SUPPLIED RECORDS

_ _ _ _

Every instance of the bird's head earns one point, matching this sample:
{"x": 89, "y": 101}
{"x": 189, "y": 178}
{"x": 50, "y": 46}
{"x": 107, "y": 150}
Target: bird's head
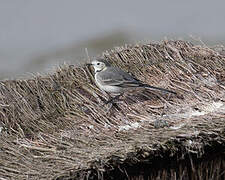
{"x": 99, "y": 64}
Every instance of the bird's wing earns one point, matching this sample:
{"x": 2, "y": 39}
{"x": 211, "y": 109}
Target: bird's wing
{"x": 116, "y": 77}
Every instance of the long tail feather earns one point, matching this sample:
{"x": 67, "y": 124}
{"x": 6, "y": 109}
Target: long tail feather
{"x": 158, "y": 88}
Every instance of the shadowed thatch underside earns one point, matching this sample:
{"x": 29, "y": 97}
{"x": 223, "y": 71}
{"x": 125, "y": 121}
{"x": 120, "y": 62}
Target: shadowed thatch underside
{"x": 55, "y": 126}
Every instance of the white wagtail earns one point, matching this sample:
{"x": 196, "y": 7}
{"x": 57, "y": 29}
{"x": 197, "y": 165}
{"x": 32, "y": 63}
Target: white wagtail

_ _ _ _

TASK GOAL
For an answer, give a copy of every line in the listing that holds the word "instance".

SOLUTION FOR THIS PROBLEM
Every instance of the bird's head earns one point, matching this sample:
Every instance of the bird's wing earns one point, matching this sample:
Every instance of the long tail feather earns one point, matching this sample:
Every instance of the shadowed thatch underside earns one point, matching this sample:
Every instance of the white wagtail earns one point, matching this sample:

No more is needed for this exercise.